Task list:
**a)** Retype the stretch of the GB2 documentation from "Monique Graf and" through "the profile log-likelihood.".
**b)** Answer from the GB2 documentation:
(i) Which kernel is used?
(ii) What does the function saveplot do?
(iii) What is the default value of the argument w?
**c)** Carry on the GB2 documentation from where it stops.
··· Given text
Cumulative Distribution Plot and Kernel Density Plot for the Fitted GB2

Description

Function plotsML.gb2 produces two plots. The first is a plot of the empirical cumulative distribution function versus the fitted cumulative distibution function. The second is a plot of the kernel density versus the fitted GB2 density. Function saveplot saves locally the produced plot.

Usage

plotsML.gb2(z, shape1, scale, shape2, shape3, w=rep(1,length(z))) 
saveplot(name, pathout)
plotsML.gb2(z, shape1, scale, shape2, shape3, w=rep(1,length(z))) 
saveplot(name, pathout)

Arguments

`z`	numeric; vector of data values.
`w`	numeric; vector of weights. Must have the same length as `z`. By default `w` is a vector of 1.
`shape1`	numeric; positive parameter.
`scale`	numeric; positive parameter.
`shape2`, `shape3`	numeric; positive parameters of the Beta distribution.
`name`	string; the name of the plot.
`pathout`	string; the path of the folder or device where the plot will be saved.

Details

The used kernel is "Epanechnikov" (see plot).

Author(s)

Monique Graf and Desislava Nedyalkova

Profile Log-likelihood of the GB2 Distribution

Description

Expression of the parameters shape2 $=p$ and shape3 $=q$ of the GB2 distribution as functions of shape1 $=a$ and scale $=b$ , profile log-likelihood of the GB2 distribution, scores of the profile log-likelihood.
······
··· Data excerpt
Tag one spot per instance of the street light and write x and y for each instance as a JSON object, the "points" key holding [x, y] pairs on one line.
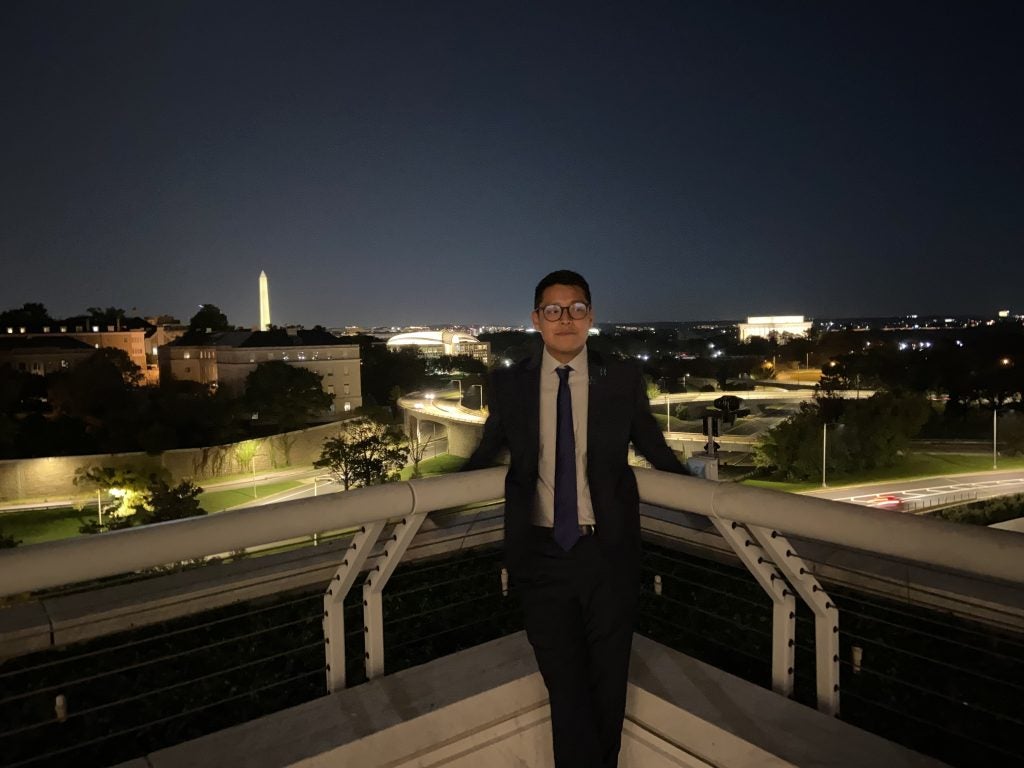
······
Outputs:
**a)**
Monique Graf and Desislava Nedyalkova

Profile Log-likelihood of the GB2 Distribution

Description

Expression of the parameters shape2 $=p$ and shape3 $=q$ of the GB2 distribution as functions of shape1 $=a$ and scale $=b$ , profile log-likelihood of the GB2 distribution, scores of the profile log-likelihood.

**b)**
(i) The "Epanechnikov" kernel.
(ii) It saves the produced plot locally.
(iii) A vector of 1.

**c)**
Usage

prof.gb2(x, shape1, scale, w=rep(1, length(x)))
proflogl.gb2(x, shape1, scale, w=rep(1, length(x)))
profscores.gb2(x, shape1, scale, w=rep(1, length(x)))
prof.gb2(x, shape1, scale, w=rep(1, length(x)))
proflogl.gb2(x, shape1, scale, w=rep(1, length(x)))
profscores.gb2(x, shape1, scale, w=rep(1, length(x)))

Arguments

`x`	numeric; vector of data values.
`shape1`	numeric; positive parameter.
`scale`	numeric; positive parameter.
`w`	numeric; vector of weights. Must have the same length as `x`. By default `w` is a vector of 1.

Details

Using the full log-likelihood equations for the GB2 distribution, the parameters $p$ and $q$ can be estimated as functions of $a$ and $b$ . These functions are plugged into the log-likelihood expression, which becomes a function of $a$ and $b$ only. This is obtained by reparametrizing the GB2, i.e. we set $r=\frac{p}{p+q}$ and $s=p+q$ . More details can be found in Graf (2009).

Value

prof returns a vector containing the values of $r$ , $s$ , $p$ , $q$ as well as two other parameters used in the calculation of the profile log-likelihood and its first derivatives. proflogl.gb2 returns the value of the profile log-likelihood and profscores.gb2 returns the vector of the first derivatives of the profile log-likelihhod with respect to $a$ and $b$ .

Author(s)

Monique Graf and Desislava Nedyalkova

References

Graf, M. (2009) The Log-Likelihood of the Generalized Beta Distribution of the Second Kind. working paper, SFSO.

Robustification of the sampling weights

Description

Calculation of a Huber-type correction factor by which the vector of weights is multiplied.

Usage

robwts(x, w=rep(1,length(x)), c=0.01, alpha=0.001)
robwts(x, w=rep(1,length(x)), c=0.01, alpha=0.001)

Arguments

`x`	numeric; vector of data values.
`w`	numeric; vector of weights. Must have the same length as `x`. By default `w` is a vector of 1.
`c`	numeric; a constant which can take different values, e.g. 0.01,0.02. By default $c=0.1$ .
`alpha`	numeric; a probability in the interval $(0,1)$ . By default $alpha=0.001$ .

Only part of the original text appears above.